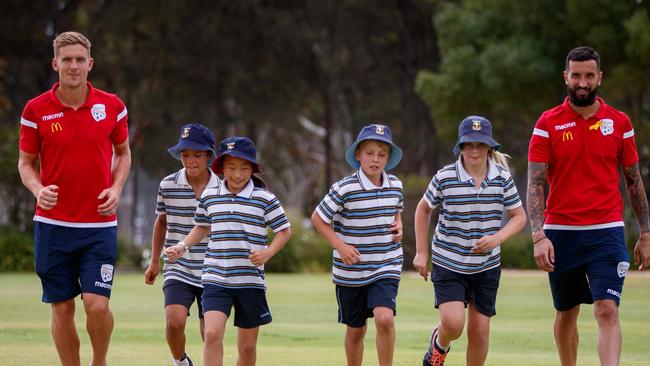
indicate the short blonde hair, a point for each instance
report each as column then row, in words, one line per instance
column 70, row 38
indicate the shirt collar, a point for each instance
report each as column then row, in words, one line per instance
column 247, row 192
column 89, row 99
column 213, row 182
column 463, row 176
column 367, row 185
column 600, row 113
****
▶ [WHAT YOU SHOULD DO]
Generate a word-for-word copy of the preceding records, excluding all pictures.

▶ [COMPLETE ANSWER]
indicate the short blonde hair, a point for each instance
report each as column then row, in words, one line per instance
column 70, row 38
indicate the shirt collar, a point for each instance
report each as column then row, in words, one line per instance
column 247, row 192
column 89, row 99
column 213, row 182
column 463, row 176
column 367, row 185
column 600, row 113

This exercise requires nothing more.